Pergunta: As imagens do [programa] “Fantástico” que você fez teve uma reação agressiva por parte dos fazendeiros. Como você se sente em relação a isso? Culpado? Porque os índios acabaram prejudicados, você tentou ajudar, mas a reação...

VC: É o embate, né?! Na época, advogados, deputados fizeram... foram pra TV globo, foram pro [jornal] Estadão, pressionaram o ministério. Era impossível... Não, não me sinto culpado não. É uma luta, às vezes você perde e às vezes você ganha. Mas eu não sabia que tinha esse índio lá, que o cara ia ver o fantástico e ia lá atirar no cara...

Pergunta: Não foi sua intenção, é uma consequência indireta de uma ação sua que tinha um objetivo completamente diferente.

Dados mostrados —
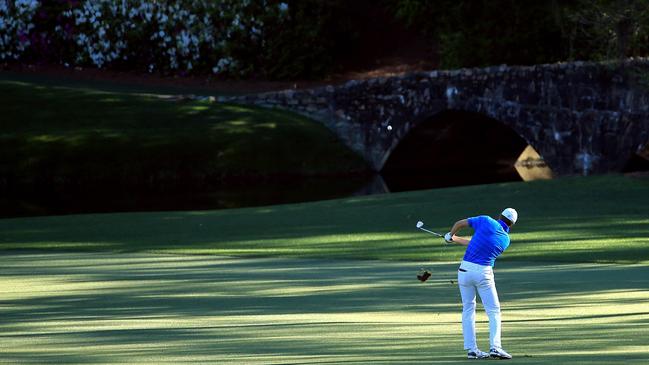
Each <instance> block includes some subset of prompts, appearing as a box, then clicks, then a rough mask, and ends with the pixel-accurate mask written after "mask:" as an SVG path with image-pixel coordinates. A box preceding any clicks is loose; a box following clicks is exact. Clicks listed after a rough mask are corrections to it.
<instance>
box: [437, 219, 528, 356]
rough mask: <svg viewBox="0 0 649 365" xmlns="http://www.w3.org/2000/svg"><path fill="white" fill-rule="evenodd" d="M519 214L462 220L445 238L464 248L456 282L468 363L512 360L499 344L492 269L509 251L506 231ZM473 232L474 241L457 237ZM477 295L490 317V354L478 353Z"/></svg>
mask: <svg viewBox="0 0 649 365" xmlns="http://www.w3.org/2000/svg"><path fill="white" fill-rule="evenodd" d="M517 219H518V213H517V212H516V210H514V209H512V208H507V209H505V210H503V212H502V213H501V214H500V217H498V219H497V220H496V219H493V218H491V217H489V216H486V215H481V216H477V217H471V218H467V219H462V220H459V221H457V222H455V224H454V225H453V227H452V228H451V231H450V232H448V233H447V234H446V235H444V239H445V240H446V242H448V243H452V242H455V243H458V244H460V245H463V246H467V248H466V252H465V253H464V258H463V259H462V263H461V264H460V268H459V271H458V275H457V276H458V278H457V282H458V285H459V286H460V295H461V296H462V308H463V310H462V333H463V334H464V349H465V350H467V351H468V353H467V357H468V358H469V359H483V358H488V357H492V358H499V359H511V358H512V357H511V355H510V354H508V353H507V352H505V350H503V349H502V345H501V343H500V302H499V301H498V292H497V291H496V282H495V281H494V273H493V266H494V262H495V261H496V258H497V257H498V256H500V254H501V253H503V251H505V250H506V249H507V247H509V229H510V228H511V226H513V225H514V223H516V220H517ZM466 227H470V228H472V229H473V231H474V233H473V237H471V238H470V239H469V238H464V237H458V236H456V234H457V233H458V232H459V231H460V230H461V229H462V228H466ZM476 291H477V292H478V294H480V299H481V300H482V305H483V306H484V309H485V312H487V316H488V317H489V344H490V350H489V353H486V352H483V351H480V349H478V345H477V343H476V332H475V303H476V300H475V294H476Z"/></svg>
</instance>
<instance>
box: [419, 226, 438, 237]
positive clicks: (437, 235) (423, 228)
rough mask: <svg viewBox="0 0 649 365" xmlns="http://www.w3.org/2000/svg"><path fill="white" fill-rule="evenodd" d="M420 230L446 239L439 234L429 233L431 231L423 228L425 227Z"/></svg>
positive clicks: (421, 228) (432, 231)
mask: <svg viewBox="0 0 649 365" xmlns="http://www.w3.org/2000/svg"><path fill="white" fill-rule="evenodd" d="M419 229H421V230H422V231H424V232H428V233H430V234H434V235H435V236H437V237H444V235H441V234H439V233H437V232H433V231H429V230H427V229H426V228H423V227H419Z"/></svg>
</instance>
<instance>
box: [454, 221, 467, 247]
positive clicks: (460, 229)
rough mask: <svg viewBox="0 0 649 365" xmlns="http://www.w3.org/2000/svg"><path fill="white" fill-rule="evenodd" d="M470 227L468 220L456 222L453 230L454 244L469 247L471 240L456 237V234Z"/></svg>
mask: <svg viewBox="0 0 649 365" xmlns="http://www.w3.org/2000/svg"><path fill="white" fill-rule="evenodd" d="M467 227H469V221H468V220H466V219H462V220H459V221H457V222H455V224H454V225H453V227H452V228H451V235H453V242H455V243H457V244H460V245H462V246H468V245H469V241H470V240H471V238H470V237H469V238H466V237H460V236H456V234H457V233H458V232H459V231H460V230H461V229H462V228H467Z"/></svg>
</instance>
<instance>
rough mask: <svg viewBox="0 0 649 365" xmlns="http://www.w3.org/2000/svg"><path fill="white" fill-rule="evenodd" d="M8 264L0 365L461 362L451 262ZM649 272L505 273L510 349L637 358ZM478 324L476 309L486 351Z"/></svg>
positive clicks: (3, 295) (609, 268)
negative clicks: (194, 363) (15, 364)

O que fazer — No trecho do texto, segundo a resposta à primeira pergunta, para onde foram os advogados e deputados na época?

Resposta escrita — Foram para a TV Globo e para o Estadão.